# START OF SELECTED EXTRACT
Heralded as the hottest, driest and lowest of our NPS system, Death Valley National Park, in California’s largely forgotten Basin and Range region of the northern Mohave Desert, stands alone among our parks in many regards.
Guide to Death Valley
Death Valley National Park
Death Valley is the largest of the National Parks that lie in the Lower 48, with more than 3.5 million acres of rugged wilderness. Alaska’s great north has larger parks, but nothing even comes close in the south. Exploration here takes time and effort. It’s hot, and again: huge.
Now, let’s be straight up from the get, if you want to become intimate with Death Valley’s far-reaching corners, you better have some time on your hands and a dependable method of travel with good tires… This place is huge… And as rough as it gets…
Death Valley is the fifth largest in the national park system and is far and away the largest in the lower 48, encompassing more than 3.35 million acres of desert wilderness. That’s more than 1 million acres larger than second place Yellowstone. In many areas of this park, you can accurately describe your location as “the middle of nowhere”…
Nearly 1,000 miles of roadways criss-cross the park, with more than 300 miles of paved roads, and untold lengths of dirt and 4×4 trails, blazed long ago by miners who eked meager livings from the rugged and unforgiving mountains. Such roads today, though perhaps taxing on your vehicle, provide access to otherworldly scenes and long-forgotten mines, whose weathered structures still stand in remote sections of this massive park.
Death Valley lies in the rain-shadow of the Sierra Nevada Mountains, which rise just to the west, and thus the park receives less than 2 inches of annual rainfall. In the years of 1929 and 1953, not a single drop of rain was recorded here, and between the years of 1931 to 1934, a mere 0.64 inches of rain was recorded in the area.
# END OF SELECTED EXTRACT
# START OF GIVEN RECORDS
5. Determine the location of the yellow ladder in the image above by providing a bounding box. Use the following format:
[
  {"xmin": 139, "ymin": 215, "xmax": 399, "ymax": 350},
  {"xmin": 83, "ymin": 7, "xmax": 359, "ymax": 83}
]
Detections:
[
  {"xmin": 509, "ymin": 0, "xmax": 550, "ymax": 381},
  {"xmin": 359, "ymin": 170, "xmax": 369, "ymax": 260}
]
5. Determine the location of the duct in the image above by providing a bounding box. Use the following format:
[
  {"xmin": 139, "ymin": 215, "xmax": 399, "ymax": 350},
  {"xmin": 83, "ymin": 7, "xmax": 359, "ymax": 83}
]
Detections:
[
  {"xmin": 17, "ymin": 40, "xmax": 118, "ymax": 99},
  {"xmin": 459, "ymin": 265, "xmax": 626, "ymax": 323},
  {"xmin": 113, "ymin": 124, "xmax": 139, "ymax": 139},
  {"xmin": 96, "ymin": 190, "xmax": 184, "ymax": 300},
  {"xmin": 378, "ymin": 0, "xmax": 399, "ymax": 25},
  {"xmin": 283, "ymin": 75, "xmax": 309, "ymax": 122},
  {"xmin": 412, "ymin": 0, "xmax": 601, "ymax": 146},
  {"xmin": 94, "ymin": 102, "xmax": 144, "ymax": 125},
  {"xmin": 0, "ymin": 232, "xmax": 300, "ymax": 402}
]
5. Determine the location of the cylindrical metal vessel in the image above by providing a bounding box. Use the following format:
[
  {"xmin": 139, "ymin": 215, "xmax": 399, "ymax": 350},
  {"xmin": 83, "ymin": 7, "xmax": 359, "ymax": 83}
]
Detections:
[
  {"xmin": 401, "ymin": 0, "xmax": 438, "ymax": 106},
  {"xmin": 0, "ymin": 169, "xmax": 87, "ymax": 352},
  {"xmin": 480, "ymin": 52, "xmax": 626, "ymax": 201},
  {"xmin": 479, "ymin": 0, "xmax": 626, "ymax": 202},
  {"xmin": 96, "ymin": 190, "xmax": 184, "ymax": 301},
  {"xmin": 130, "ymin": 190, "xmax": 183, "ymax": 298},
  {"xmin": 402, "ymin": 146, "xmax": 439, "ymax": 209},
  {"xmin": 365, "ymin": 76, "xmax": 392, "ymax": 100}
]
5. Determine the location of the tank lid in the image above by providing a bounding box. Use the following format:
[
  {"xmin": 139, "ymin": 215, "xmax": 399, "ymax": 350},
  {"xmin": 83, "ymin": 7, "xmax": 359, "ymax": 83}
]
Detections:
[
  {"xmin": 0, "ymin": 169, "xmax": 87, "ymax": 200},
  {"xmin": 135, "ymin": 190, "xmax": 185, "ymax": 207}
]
# END OF GIVEN RECORDS
- PROBLEM DESCRIPTION -
Retype the passage of the Death Valley guide above from "Guide to Death" up to and including "and again: huge.", character for character.

- TASK ANSWER -
Guide to Death Valley
Death Valley National Park
Death Valley is the largest of the National Parks that lie in the Lower 48, with more than 3.5 million acres of rugged wilderness. Alaska’s great north has larger parks, but nothing even comes close in the south. Exploration here takes time and effort. It’s hot, and again: huge.